• [What is asked] Rewrite the material below with every "emit" changed to "output" and everything else left as it is. Leave the pictures out of your answer.

• [Data listing]

* * * * *

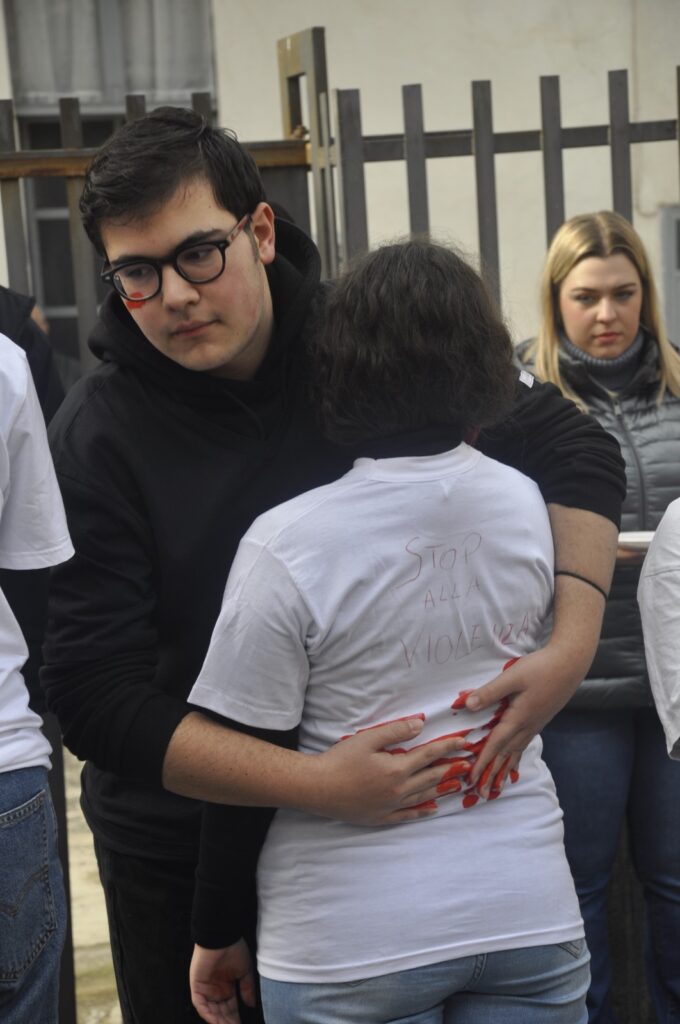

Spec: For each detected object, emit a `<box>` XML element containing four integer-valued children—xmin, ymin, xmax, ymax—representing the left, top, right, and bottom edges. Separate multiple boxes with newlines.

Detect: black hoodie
<box><xmin>43</xmin><ymin>221</ymin><xmax>623</xmax><ymax>858</ymax></box>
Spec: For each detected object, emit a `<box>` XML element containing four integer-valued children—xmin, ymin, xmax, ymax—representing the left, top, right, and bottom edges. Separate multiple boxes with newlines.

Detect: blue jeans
<box><xmin>0</xmin><ymin>768</ymin><xmax>67</xmax><ymax>1024</ymax></box>
<box><xmin>260</xmin><ymin>939</ymin><xmax>590</xmax><ymax>1024</ymax></box>
<box><xmin>543</xmin><ymin>709</ymin><xmax>680</xmax><ymax>1024</ymax></box>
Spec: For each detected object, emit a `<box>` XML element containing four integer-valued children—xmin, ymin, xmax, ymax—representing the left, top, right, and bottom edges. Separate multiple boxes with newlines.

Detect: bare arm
<box><xmin>163</xmin><ymin>713</ymin><xmax>460</xmax><ymax>824</ymax></box>
<box><xmin>467</xmin><ymin>505</ymin><xmax>619</xmax><ymax>782</ymax></box>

* * * * *

• [Answer to the problem]
Spec: For each detected object, output a `<box>` XML element containing four integer-valued children—xmin, ymin, xmax, ymax—representing the left, top, right, and bottom edges. Separate multiple boxes with newlines.

Detect: black hoodie
<box><xmin>43</xmin><ymin>221</ymin><xmax>623</xmax><ymax>858</ymax></box>
Spec: For each detected object, output a `<box>` XML element containing four integer-valued children—xmin, ymin, xmax, ymax—representing the left, top, right, and bottom edges. Separate multiple boxes with newlines.

Detect: blue jeans
<box><xmin>0</xmin><ymin>768</ymin><xmax>67</xmax><ymax>1024</ymax></box>
<box><xmin>260</xmin><ymin>939</ymin><xmax>590</xmax><ymax>1024</ymax></box>
<box><xmin>543</xmin><ymin>709</ymin><xmax>680</xmax><ymax>1024</ymax></box>
Spec: For each detected object, output a `<box>` XML element containing four integer-valued children—xmin, ymin, xmax, ymax—representing the left, top, right, and bottom edges. Separate multiple boxes with newlines.

Detect: bare arm
<box><xmin>163</xmin><ymin>713</ymin><xmax>460</xmax><ymax>824</ymax></box>
<box><xmin>467</xmin><ymin>505</ymin><xmax>619</xmax><ymax>782</ymax></box>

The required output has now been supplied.